WHAT THE EXERCISE ASKS: Count how many lines of the material that follows contain the word "below". Reply with the number alone.

EXTRACTED DATA:
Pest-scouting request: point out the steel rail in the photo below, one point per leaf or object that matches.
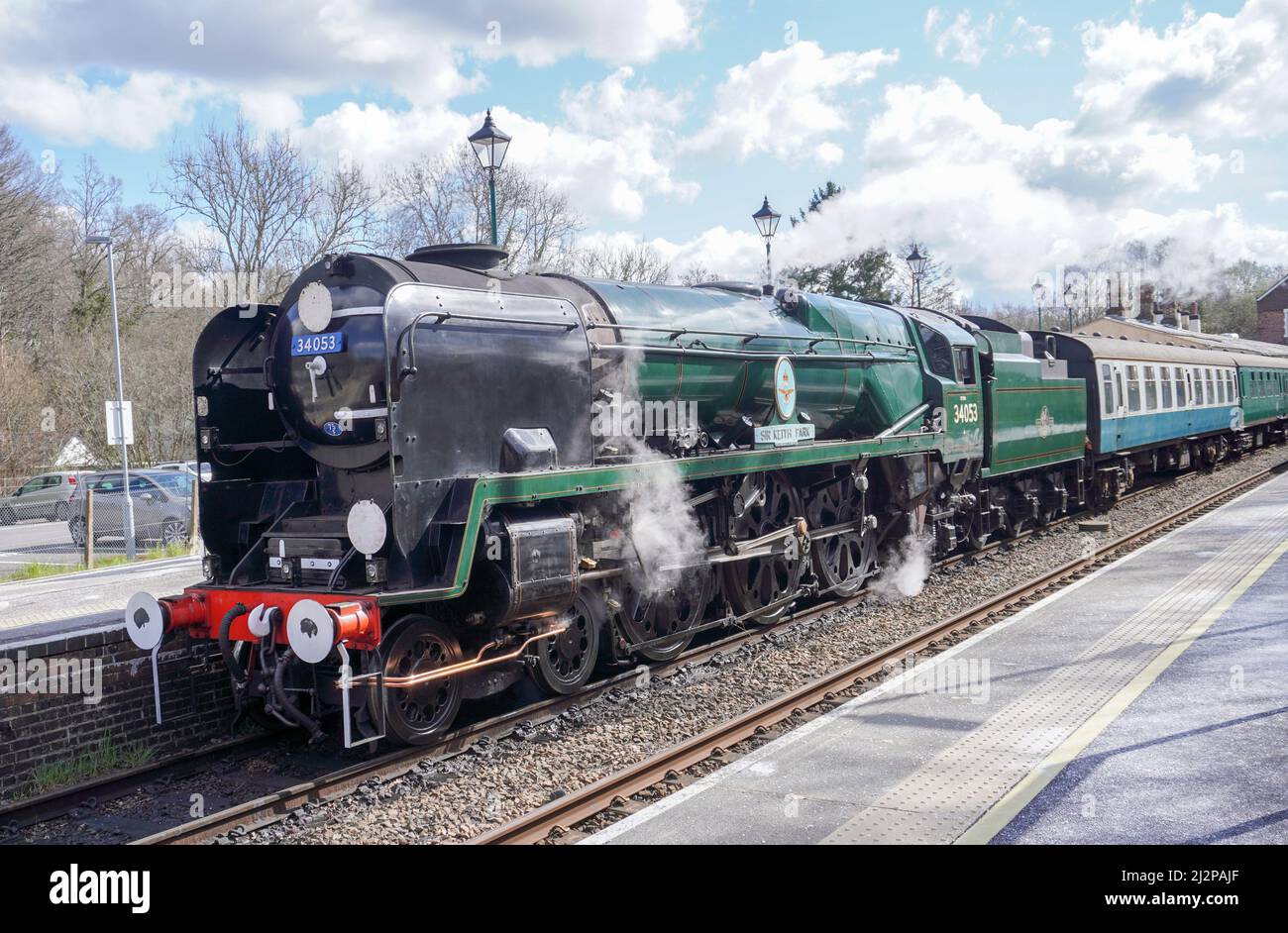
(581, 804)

==

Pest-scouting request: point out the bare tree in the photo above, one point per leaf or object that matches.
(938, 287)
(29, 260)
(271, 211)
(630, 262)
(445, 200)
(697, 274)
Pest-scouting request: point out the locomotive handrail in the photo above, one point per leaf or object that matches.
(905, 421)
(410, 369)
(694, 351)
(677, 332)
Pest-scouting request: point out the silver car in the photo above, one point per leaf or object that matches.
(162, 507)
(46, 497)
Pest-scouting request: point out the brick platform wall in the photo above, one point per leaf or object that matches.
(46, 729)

--

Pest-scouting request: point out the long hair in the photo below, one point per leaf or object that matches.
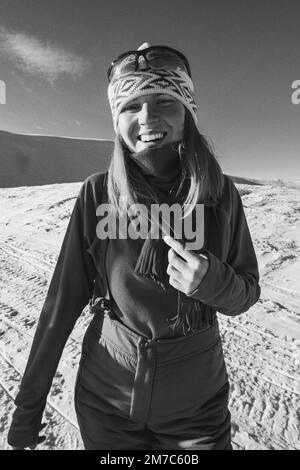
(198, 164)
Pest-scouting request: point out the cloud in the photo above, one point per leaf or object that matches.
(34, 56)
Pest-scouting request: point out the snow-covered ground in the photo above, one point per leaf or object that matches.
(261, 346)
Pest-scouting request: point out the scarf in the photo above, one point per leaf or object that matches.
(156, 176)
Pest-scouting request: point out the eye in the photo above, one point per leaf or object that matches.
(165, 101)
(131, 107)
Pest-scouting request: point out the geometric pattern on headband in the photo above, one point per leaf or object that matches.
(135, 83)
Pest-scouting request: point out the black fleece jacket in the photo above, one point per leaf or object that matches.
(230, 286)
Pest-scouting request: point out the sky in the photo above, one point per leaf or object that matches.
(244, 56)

ANSWER FOR THIS EXERCISE: 2